### INFORMATION PROVIDED:
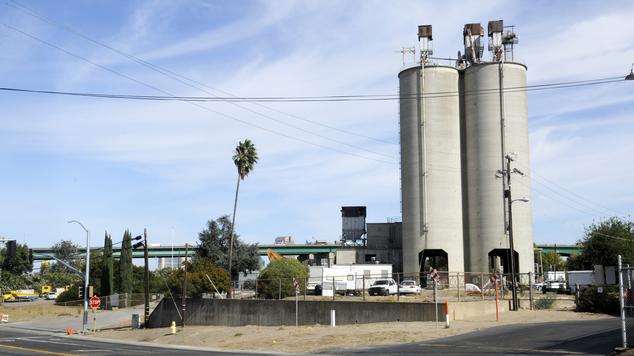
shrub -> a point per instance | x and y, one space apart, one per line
280 274
197 282
69 295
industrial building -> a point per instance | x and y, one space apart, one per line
464 145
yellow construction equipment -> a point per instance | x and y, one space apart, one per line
274 256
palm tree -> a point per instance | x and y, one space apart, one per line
245 157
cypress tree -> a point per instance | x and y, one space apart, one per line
107 272
125 263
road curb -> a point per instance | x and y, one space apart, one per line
176 347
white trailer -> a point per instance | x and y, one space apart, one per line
347 279
581 278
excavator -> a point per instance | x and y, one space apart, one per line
274 256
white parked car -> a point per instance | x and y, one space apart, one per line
409 286
383 287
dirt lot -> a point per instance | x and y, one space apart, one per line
21 311
320 338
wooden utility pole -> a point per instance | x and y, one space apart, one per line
184 297
146 283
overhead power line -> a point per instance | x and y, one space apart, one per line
309 99
175 76
176 98
168 94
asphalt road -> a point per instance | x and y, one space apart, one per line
587 337
20 342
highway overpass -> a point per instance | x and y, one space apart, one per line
179 250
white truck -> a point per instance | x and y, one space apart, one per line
345 279
581 278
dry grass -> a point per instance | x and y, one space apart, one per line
321 338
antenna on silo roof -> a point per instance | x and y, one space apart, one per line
495 40
407 50
425 41
473 47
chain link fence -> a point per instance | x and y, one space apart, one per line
449 286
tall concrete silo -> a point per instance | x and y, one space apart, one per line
496 121
430 164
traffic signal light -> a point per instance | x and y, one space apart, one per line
11 248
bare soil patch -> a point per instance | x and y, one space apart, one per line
320 338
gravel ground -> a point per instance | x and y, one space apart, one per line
322 338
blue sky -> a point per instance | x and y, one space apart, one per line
167 165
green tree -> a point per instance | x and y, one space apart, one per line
125 264
280 274
245 157
18 264
107 270
552 261
67 251
603 242
214 244
197 282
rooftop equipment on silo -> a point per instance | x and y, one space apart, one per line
473 46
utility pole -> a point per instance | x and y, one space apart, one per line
84 325
184 297
509 200
147 281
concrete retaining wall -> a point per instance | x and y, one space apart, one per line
470 310
282 312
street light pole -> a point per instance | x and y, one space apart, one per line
84 325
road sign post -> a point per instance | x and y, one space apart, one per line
296 285
94 302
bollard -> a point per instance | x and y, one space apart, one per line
332 318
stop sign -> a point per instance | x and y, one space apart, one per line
95 302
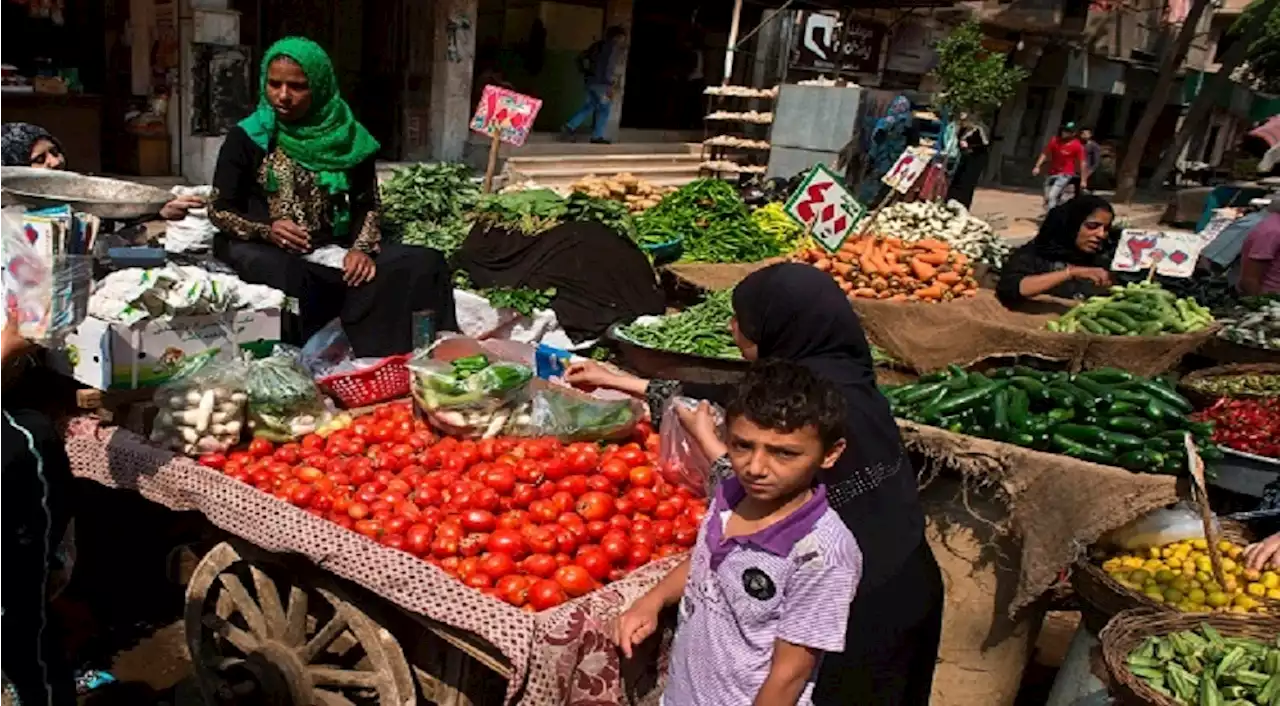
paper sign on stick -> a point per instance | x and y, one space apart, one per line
908 168
506 113
822 200
1173 253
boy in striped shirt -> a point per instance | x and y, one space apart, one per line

### STATED PROBLEM:
Reproduce all of the material above word for word. Omit the pictures.

### WRITTEN ANSWER:
shrub -> a point per instance | x and y, one space apart, one per line
280 274
197 282
69 295
industrial building -> a point per instance | x and y, one space apart, one per line
464 145
yellow construction equipment -> a point per instance | x and y, one space apart, one per line
274 256
palm tree -> a point per instance | x and y, one space apart, one per line
245 157
cypress tree -> a point per instance | x and y, one space apart, one per line
107 272
125 263
road curb -> a point per instance | x and y, one space apart, one per line
176 347
white trailer -> a point per instance | x and y, one space apart, one per line
347 279
581 278
excavator -> a point per instance | x and y, one space apart, one per line
274 256
white parked car -> a point per instance | x and y, one space apart, one per line
409 286
383 287
dirt lot -> a point per instance | x and y, one space apart, one per line
21 311
320 338
wooden utility pole -> a point per instance | x and y, one space apart, one per line
184 297
146 283
overhead power line -> a point per instance | x and y, one space apart, one per line
309 99
175 76
176 98
168 94
asphalt road -> a point per instance | x and y, one space apart, one per line
587 337
20 342
highway overpass -> a point per instance | x and y, one space apart, one per line
179 250
white truck -> a point per instance | x and y, one space apart, one per line
345 279
581 278
dry grass -> a point per instance | x and y, one space apart, one per line
321 338
antenna on silo roof -> a point per instance | x and y, one space apart, one per line
495 40
407 50
425 41
473 47
chain link fence -> a point per instance | x and y, one space apart, one per line
449 286
tall concrete silo -> a point per instance | x and y, one space apart, one per line
496 121
430 164
traffic signal light -> a point per instance | x and y, one space apart, one per line
11 248
bare soil patch -> a point per instance | x and y, one space apart, one per line
320 338
gravel ground -> a point per instance | x and y, one space apart, one per line
322 338
blue sky -> a point per instance | x and y, one space apart, one per line
167 165
green tree -> a point per instance | x and y, one space apart, one per line
125 264
280 274
245 157
18 264
107 270
552 261
67 251
603 242
214 244
197 282
rooftop equipment on silo -> a point per instance | x and y, one space apart, one per line
473 46
utility pole -> a point per instance | x and y, one space apart, one per line
84 325
184 297
509 200
147 281
concrete retaining wall -> a point per instance | x and y, one space apart, one per line
470 310
282 312
street light pole -> a point per instance | x and y, one space apart, one per line
84 325
road sign post -> a point per instance | x and y, one space apart, one per line
296 285
94 302
bollard -> a point per instance | x and y, one space apart, one per line
332 318
stop sign -> a point per instance | x and y, one space apart, one per line
95 302
paper sign on stick -> a point per instance | x and y, one space apart, one per line
908 168
506 113
822 200
1173 253
boy in striped shirt -> a point per instance | x and y, one space apart, one per line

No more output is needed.